▸ WHAT TO DO:
Print out every record below, exactly as written.

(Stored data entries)
== Segment start ==
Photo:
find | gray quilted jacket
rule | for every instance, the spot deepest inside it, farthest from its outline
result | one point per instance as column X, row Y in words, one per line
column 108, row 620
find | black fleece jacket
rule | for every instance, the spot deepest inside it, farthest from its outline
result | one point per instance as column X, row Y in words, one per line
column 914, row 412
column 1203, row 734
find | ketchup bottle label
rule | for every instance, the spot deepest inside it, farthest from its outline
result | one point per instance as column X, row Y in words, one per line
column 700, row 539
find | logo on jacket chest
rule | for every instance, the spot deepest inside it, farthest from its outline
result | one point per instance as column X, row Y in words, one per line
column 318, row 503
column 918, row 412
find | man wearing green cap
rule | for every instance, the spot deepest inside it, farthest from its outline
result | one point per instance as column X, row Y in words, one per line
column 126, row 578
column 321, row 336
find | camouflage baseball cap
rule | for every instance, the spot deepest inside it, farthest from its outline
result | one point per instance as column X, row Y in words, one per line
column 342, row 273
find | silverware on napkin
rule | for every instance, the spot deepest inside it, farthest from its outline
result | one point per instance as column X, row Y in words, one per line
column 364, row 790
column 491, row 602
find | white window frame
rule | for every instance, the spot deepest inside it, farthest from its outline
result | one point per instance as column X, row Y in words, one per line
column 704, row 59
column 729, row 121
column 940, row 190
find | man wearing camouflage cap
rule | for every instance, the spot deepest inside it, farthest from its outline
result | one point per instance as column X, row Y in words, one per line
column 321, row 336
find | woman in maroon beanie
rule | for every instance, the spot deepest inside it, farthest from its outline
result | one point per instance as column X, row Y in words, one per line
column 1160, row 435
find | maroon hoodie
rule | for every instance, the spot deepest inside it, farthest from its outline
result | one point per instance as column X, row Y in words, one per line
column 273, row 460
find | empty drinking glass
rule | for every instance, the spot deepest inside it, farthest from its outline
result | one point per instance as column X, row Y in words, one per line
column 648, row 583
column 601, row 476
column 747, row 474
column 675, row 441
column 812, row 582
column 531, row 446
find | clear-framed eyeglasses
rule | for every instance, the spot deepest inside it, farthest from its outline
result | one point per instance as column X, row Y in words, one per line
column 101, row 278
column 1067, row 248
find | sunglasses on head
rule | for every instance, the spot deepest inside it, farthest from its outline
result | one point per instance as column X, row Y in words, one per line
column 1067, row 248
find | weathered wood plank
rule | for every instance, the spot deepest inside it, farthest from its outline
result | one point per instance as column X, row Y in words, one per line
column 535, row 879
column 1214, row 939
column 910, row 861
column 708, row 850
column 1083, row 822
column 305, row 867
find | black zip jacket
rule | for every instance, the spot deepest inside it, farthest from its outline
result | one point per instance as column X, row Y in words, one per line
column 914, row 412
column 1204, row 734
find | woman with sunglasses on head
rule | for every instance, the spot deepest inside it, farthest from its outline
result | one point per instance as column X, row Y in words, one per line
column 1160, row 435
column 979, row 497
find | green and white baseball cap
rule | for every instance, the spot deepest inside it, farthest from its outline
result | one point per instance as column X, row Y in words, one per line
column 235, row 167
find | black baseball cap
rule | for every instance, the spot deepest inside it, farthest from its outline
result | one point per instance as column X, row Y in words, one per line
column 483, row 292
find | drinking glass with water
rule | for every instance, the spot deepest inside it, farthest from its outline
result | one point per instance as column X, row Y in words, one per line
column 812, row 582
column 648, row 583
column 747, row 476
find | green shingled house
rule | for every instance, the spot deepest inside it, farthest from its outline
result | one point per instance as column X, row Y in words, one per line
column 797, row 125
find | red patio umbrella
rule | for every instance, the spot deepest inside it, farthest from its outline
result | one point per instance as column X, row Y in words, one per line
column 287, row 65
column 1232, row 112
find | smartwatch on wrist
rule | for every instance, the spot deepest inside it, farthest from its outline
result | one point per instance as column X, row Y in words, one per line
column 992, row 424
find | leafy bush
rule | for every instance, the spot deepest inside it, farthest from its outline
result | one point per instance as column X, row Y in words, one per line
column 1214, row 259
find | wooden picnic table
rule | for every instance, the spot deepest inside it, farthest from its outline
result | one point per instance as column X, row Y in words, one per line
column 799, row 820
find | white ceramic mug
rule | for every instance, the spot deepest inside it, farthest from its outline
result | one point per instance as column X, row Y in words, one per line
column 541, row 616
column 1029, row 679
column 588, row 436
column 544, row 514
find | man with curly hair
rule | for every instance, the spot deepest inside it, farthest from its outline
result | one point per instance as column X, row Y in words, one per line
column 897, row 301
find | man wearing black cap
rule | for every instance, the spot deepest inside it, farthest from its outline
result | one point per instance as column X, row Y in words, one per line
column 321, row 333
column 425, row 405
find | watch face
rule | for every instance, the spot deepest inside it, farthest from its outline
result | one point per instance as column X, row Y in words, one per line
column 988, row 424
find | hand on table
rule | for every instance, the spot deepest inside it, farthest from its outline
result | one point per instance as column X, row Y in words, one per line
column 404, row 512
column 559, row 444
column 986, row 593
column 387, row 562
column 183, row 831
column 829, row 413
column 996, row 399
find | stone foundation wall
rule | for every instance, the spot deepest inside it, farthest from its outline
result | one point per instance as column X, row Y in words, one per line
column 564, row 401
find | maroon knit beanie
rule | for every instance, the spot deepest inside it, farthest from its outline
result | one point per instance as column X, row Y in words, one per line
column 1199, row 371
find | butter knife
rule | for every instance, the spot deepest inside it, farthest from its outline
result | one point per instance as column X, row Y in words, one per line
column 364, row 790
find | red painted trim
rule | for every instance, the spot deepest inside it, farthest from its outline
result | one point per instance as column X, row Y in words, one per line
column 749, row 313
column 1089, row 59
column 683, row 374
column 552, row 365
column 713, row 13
== Segment end ==
▸ RESPONSE TO THE TASK:
Photo:
find | gray quilted jacket
rule | for every instance, the spot deepest inside it, farthest from its outline
result | one point per instance as column X, row Y in words, one per line
column 108, row 620
find | black fleece jacket
rule | for every instance, the spot deepest inside it, farthest from its outline
result | one point per instance as column X, row Y in words, one per line
column 914, row 412
column 1203, row 734
find | ketchup bottle label
rule | for every instance, the spot deepest inside it, farthest from its outline
result | one point per instance as column X, row Y in words, one per line
column 700, row 539
find | logo on jacket chest
rule | for every instance, the spot deepest inside it, farthest from its outline
result | one point per instance as column X, row Y in words, one per line
column 318, row 503
column 918, row 412
find | man wearing green cap
rule | for every instance, the spot deepest inside it, farthest from its outline
result | one point per instance as column X, row Y in words, one per line
column 126, row 578
column 321, row 336
find | camouflage baseball cap
rule | for every instance, the spot deepest inside it, farthest from its outline
result | one point per instance as column X, row Y in words, one per line
column 342, row 273
find | silverware on napkin
rule | for every instance, the spot deepest inside it, farthest from its outline
result | one point per instance as column X, row Y in words, one per line
column 364, row 790
column 491, row 602
find | white window frame
rule | for every instance, the spot deepest inside it, farthest from its outline
result | one point per instance as column X, row Y in words, one per line
column 704, row 59
column 729, row 121
column 940, row 190
find | man wearing camouflage cap
rule | for every instance, the spot deepest inside it, farthest from its outline
result | one point per instance as column X, row Y in words, one per line
column 321, row 336
find | woman in maroon beanie
rule | for every instance, the spot deepest inside it, farthest from its outline
result | one point per instance as column X, row Y in words, one per line
column 1160, row 435
find | maroon hoodie
rule | for every instance, the spot deepest inside it, farthest from its outline
result | one point per instance as column X, row Y in words, one per line
column 273, row 460
find | empty drinking glass
rule | for every instance, the spot deepest inside it, farthest from its outline
result | one point per instance as column X, row Y in words, one per line
column 648, row 583
column 601, row 476
column 747, row 474
column 675, row 441
column 812, row 582
column 531, row 446
find | clear-framed eyeglasses
rule | for every instance, the spot deepest inside it, farthest from its outline
result | one point per instance as column X, row Y in words, one per line
column 101, row 278
column 1067, row 248
find | sunglasses on head
rule | for every instance, the spot deepest inside it, farthest from its outline
result | one point per instance as column X, row Y in words, one per line
column 1067, row 248
find | weathered wood plank
rule | for every instance, the spot deepest inside it, farthest from its outline
result | one point per instance as column X, row Y in words, one per line
column 535, row 879
column 1214, row 939
column 910, row 861
column 708, row 850
column 1083, row 822
column 305, row 867
find | black zip jacket
rule | for every instance, the spot deepest inside it, farthest from its outline
result | one point per instance as column X, row Y in words, one per line
column 914, row 412
column 1204, row 734
find | woman with sunglasses on head
rule | for every instance, the spot deepest inside it, farthest from its outline
result | one point per instance as column X, row Y in words, one per line
column 1160, row 435
column 979, row 497
find | green and white baseball cap
rule | for every instance, the spot deepest inside it, farthest from its outline
result | one point per instance as column X, row Y in words, one per line
column 235, row 167
find | black baseball cap
rule | for every instance, the spot deepest inside it, farthest from its outline
result | one point per instance as column X, row Y in words, one per line
column 483, row 292
find | drinking glass with water
rule | for every instance, the spot deepest inside it, farthest from its outline
result | one point per instance as column X, row Y in words, one per line
column 812, row 582
column 648, row 583
column 747, row 476
find | green shingled house
rule | for every instance, the spot deepest inside it, farthest from its outline
result | one point per instance as column X, row Y in words, one per line
column 797, row 125
find | red patio umbrella
rule | for every instance, the spot deepest inside it, farthest from its outline
result | one point per instance as column X, row Y in words, one per line
column 287, row 65
column 1232, row 112
find | smartwatch on wrist
rule | for every instance, the spot deepest inside it, farthest from its outline
result | one point per instance as column X, row Y in words, one per line
column 992, row 424
find | leafy bush
rule | for every instance, the spot deepest inside it, farthest from its outline
result | one point per instance as column X, row Y in words, one per line
column 1214, row 259
find | wooden picnic table
rule | for every instance, the spot deepest inside it, farthest from its outline
result | one point per instance as column X, row Y in words, one per line
column 799, row 820
find | white ceramic mug
rule | for every instance, the spot deepest inside it, farthest from its outline
result | one point per instance as column X, row Y in words, one per line
column 541, row 616
column 1029, row 679
column 588, row 436
column 544, row 514
find | man with curly hair
rule | for every instance, the spot deepest inside it, farthest from its outline
result | one point per instance as column X, row Y in words, one per line
column 897, row 301
find | man wearing black cap
rule | for every instance, the spot deepest inside it, farthest from its outline
result | one point per instance as column X, row Y in words, one per line
column 321, row 333
column 425, row 405
find | watch face
rule | for every instance, the spot deepest inside it, farthest from its outline
result | one point per instance as column X, row Y in words, one per line
column 988, row 424
find | hand on table
rule | for every instance, the spot deepest inside it, farthest from its outline
result | one point per instance as column X, row Y in words, one per line
column 404, row 512
column 559, row 444
column 986, row 593
column 387, row 562
column 183, row 831
column 829, row 413
column 996, row 399
find | stone foundation wall
rule | for every instance, the spot deepest inside it, farthest from its outline
result | one point per instance as column X, row Y in words, one per line
column 564, row 401
find | maroon knit beanie
rule | for every instance, the spot deepest inside it, farthest from its outline
result | one point per instance as column X, row Y in words, one per line
column 1199, row 371
find | butter knife
rule | for every instance, the spot deepest inside it, farthest from its outline
result | one point per instance as column X, row Y in words, one per line
column 364, row 790
find | red painted trim
rule | for every instance, the spot deepest inside it, farthest from its outline
result | one point per instance as column X, row Y in words, one per line
column 749, row 313
column 1089, row 59
column 683, row 374
column 552, row 365
column 713, row 13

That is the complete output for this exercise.